> [Page text]

Minister of Fisheries, Marine Resources and Agriculture
- In office 5 May 2021 – 17 November 2023
- President: Ibrahim Mohamed Solih
- Preceded by: Zaha Waheed
- Succeeded by: Ahmed Shiyam

Minister of Environment
- In office 17 November 2018 – 5 May 2021
- President: Ibrahim Mohamed Solih
- Preceded by: Thoriq Ibrahim
- Succeeded by: Aminath Shauna

Minister of State for Fisheries and Agriculture
- In office 2008–2013
- President: Mohamed Nasheed Mohamed Waheed Hassan

Personal details
- Party: Jumhooree Party
- Alma mater: Australian Maritime College University of Portsmouth

= Hussain Rasheed Hassan =

Maldivian politician

Hussain Rasheed Hassan (ޙުސައިން ރަޝީދު ޙަސަން) is a Maldivian politician who served as Minister of Fisheries, Marine Resources and Agriculture of the Maldives from 2021 to 2023.

== Education ==
Hussain Rasheed Hassan obtained his bachelor's degree in Fisheries Sciences and Management from the Australian Maritime College. He then obtained his master's degree with distinction in Fisheries Economics and his Doctor of Philosophy in International Production and Trade in Principle Market Tunas from the University of Portsmouth, UK.

== Career ==
Hussain Rasheed Hassan started his government service in 1986. He had served at the Ministry of Fisheries and Agriculture and the Ministry of Human Resources, Employment and Labour. After that, he served as a member of the People's Special Majlis formed to amend the Constitution of the Maldives. Other positions he held include Minister of State for Fisheries and Agriculture (2008 - 2013) and Minister of Environment (2018 - 2021).

From 1997 to 2001, Hussain was a researcher and lecturer at the University of Portsmouth. He also served as the president of the College Council of the College of Islamic Studies, Maldives, from 2011 to 2013.

Hussain was also a founding member of the Jumhooree Party. In addition, he was the party's deputy leader.

== Awards ==
Hussain Rasheed Hassan received the Special Award from the Government of Maldives in 2002 for his PhD.

> [Requirement 1]
Summarize the biography of Hussain Rasheed Hassan in two sentences.
> [Requirement 2]
According to the biography of Hussain Rasheed Hassan, in what year did he start his government service?
> [Requirement 3]
Copy the biography of Hussain Rasheed Hassan from the words "Hussain was also" through the words "for his PhD.", replacing "Jumhooree Party" with "JP".

> [Dataset entries]
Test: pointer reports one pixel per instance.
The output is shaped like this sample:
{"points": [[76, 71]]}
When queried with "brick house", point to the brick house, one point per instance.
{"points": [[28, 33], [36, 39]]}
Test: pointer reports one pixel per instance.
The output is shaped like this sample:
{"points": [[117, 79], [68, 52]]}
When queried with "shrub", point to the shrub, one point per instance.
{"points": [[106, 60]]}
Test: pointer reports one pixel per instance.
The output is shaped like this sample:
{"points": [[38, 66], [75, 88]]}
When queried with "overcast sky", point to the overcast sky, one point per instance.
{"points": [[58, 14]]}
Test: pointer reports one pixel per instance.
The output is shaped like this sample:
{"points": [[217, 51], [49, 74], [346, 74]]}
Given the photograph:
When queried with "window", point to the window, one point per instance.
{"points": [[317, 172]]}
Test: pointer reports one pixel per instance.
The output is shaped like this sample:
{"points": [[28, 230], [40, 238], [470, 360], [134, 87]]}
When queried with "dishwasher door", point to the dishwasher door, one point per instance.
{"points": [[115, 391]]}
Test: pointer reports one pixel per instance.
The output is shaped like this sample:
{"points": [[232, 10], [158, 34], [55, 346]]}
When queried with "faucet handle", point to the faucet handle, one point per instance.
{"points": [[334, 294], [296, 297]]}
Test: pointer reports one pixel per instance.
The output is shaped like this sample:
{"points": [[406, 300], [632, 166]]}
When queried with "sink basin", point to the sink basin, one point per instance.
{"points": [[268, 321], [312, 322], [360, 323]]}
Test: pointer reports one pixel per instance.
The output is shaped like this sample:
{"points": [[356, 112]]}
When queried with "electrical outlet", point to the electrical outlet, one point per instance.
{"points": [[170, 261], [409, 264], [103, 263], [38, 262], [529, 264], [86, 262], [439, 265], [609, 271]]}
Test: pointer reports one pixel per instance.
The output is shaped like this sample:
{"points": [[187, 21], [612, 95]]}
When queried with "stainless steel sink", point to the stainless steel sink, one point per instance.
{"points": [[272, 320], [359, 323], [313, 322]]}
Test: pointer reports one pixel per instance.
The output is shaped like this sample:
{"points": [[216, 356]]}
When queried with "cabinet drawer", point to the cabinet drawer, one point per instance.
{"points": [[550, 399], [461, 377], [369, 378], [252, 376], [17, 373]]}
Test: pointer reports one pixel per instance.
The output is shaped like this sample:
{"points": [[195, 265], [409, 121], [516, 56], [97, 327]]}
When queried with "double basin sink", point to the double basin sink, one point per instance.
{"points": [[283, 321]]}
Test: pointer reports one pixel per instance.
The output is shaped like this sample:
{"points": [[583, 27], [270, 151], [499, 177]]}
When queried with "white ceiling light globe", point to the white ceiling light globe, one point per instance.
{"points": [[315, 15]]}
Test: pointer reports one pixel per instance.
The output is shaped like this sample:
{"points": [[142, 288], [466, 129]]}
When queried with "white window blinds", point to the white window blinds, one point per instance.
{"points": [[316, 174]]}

> [Exercise answer 1]
Hussain Rasheed Hassan is a Maldivian politician who served as Minister of Fisheries, Marine Resources and Agriculture from 2021 to 2023, having earlier held posts including Minister of State for Fisheries and Agriculture and Minister of Environment. He studied at the Australian Maritime College and the University of Portsmouth, was a founding member and deputy leader of the Jumhooree Party, and received the Special Award from the Government of Maldives in 2002 for his PhD.

> [Exercise answer 2]
1986

> [Exercise answer 3]
Hussain was also a founding member of the JP. In addition, he was the party's deputy leader.

== Awards ==
Hussain Rasheed Hassan received the Special Award from the Government of Maldives in 2002 for his PhD.